◆ Requirement
Format the records as a numbered list, skipping blank lines and leaving out the pictures. Begin at the start of the records and stop after the line that contains "<point>192,137</point>".

[Stored data]

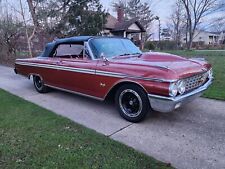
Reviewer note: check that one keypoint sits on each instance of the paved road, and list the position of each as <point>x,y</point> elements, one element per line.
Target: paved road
<point>190,138</point>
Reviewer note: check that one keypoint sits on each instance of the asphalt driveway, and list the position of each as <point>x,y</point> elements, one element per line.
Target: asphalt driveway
<point>192,137</point>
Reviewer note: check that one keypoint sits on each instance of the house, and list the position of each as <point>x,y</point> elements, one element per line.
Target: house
<point>202,37</point>
<point>120,26</point>
<point>222,37</point>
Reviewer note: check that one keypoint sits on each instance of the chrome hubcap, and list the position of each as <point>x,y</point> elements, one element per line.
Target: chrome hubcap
<point>38,82</point>
<point>130,103</point>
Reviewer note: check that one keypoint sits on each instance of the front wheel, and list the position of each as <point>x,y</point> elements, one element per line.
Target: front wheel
<point>132,102</point>
<point>39,85</point>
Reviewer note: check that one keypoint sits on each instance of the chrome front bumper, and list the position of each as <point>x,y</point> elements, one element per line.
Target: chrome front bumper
<point>168,104</point>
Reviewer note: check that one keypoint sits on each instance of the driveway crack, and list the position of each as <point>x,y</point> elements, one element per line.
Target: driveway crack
<point>120,129</point>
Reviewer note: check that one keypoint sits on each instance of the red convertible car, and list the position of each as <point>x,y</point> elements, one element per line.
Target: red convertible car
<point>110,66</point>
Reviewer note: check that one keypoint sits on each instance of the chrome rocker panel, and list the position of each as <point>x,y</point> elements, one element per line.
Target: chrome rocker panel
<point>168,104</point>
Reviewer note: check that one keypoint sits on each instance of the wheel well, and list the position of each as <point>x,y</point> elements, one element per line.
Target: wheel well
<point>111,94</point>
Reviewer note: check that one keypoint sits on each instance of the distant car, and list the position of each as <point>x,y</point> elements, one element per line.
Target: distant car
<point>101,66</point>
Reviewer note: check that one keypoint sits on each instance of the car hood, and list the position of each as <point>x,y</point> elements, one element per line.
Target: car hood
<point>176,67</point>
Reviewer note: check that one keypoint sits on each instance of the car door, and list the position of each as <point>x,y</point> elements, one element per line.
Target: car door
<point>76,70</point>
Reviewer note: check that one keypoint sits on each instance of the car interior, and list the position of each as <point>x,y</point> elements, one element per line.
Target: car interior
<point>71,51</point>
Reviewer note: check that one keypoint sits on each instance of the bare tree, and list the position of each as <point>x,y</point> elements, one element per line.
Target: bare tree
<point>178,22</point>
<point>29,37</point>
<point>196,10</point>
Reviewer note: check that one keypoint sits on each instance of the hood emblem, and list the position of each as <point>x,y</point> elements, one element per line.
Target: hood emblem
<point>204,69</point>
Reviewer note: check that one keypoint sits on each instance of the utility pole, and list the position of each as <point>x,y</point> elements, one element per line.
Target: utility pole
<point>158,19</point>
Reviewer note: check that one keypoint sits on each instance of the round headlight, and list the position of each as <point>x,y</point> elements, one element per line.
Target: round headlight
<point>173,89</point>
<point>181,86</point>
<point>210,74</point>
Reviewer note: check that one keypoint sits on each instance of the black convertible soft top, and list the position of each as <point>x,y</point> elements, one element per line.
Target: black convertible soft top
<point>50,46</point>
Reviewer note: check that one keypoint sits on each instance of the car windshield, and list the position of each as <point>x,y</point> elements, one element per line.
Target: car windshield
<point>111,47</point>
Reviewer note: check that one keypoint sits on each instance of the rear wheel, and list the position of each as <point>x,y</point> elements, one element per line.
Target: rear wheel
<point>39,84</point>
<point>132,102</point>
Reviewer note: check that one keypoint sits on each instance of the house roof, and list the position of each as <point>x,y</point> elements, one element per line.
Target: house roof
<point>111,21</point>
<point>113,24</point>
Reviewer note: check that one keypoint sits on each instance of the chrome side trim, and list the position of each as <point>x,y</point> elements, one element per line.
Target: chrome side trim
<point>91,71</point>
<point>181,97</point>
<point>48,66</point>
<point>73,92</point>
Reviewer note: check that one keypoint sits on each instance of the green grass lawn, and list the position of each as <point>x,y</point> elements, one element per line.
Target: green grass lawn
<point>33,137</point>
<point>217,59</point>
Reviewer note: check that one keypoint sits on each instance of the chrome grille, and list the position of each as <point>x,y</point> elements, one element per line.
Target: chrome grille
<point>195,81</point>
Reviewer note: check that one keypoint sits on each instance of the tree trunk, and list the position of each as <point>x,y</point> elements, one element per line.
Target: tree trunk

◆ Answer for this exercise
1. Reviewer note: check that one keypoint sits on each instance of the paved road, and list the position of each as <point>x,y</point> elements, one element per line.
2. Target: paved road
3. <point>190,138</point>
4. Reviewer note: check that one keypoint sits on each instance of the asphalt driveway, and list the position of each as <point>x,y</point> elements, one element per line.
5. Target: asphalt driveway
6. <point>192,137</point>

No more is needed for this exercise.